Write out every line of the items below as a numbered list, skipping any blank lines.

◆ **Given records**

────────────────────

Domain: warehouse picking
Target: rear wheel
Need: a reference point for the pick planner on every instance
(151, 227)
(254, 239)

────────────────────

◆ **Written response**
1. Domain: warehouse picking
2. Target: rear wheel
3. Need: a reference point for the pick planner on every instance
4. (151, 227)
5. (254, 239)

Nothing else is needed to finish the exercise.